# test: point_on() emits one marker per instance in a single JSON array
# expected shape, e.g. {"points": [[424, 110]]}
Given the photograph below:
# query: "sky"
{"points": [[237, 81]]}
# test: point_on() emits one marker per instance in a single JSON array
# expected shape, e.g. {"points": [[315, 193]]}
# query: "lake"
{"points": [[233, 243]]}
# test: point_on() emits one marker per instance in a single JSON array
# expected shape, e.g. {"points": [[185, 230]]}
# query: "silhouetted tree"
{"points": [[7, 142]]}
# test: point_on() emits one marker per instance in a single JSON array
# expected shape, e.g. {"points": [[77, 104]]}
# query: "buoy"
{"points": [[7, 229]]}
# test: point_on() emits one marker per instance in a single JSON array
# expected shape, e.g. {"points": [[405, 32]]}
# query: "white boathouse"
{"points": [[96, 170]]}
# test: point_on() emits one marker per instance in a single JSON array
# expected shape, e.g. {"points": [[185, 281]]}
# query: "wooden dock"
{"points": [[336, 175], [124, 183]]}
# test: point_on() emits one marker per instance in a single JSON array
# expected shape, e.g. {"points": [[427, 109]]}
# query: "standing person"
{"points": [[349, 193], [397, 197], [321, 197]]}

++++++++++

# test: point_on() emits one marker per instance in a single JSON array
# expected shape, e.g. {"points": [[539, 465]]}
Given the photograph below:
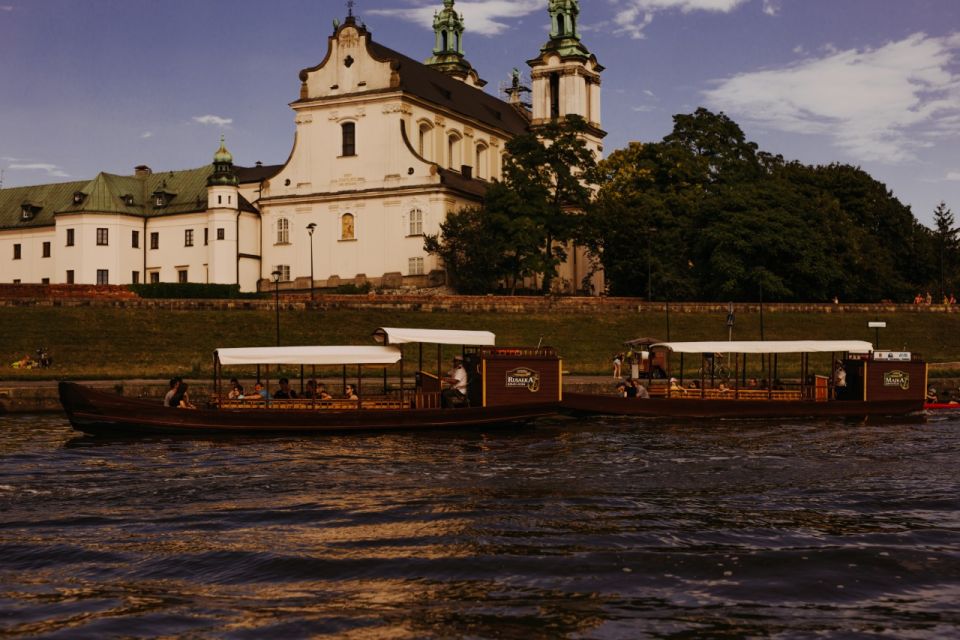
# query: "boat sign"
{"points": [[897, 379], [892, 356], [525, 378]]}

++++++++++

Aim of the task:
Show every line in the entries above that contains the string "shape".

Reply to the task:
# expected shape, e.g. {"points": [[424, 110]]}
# expected shape, e.g. {"points": [[315, 193]]}
# expected shape, e.g. {"points": [[185, 230]]}
# expected shape, e.g. {"points": [[77, 104]]}
# expected shape, e.g. {"points": [[405, 32]]}
# expected shape, e.g. {"points": [[185, 281]]}
# expected shape, e.g. {"points": [[427, 109]]}
# expected shape, e.g. {"points": [[539, 465]]}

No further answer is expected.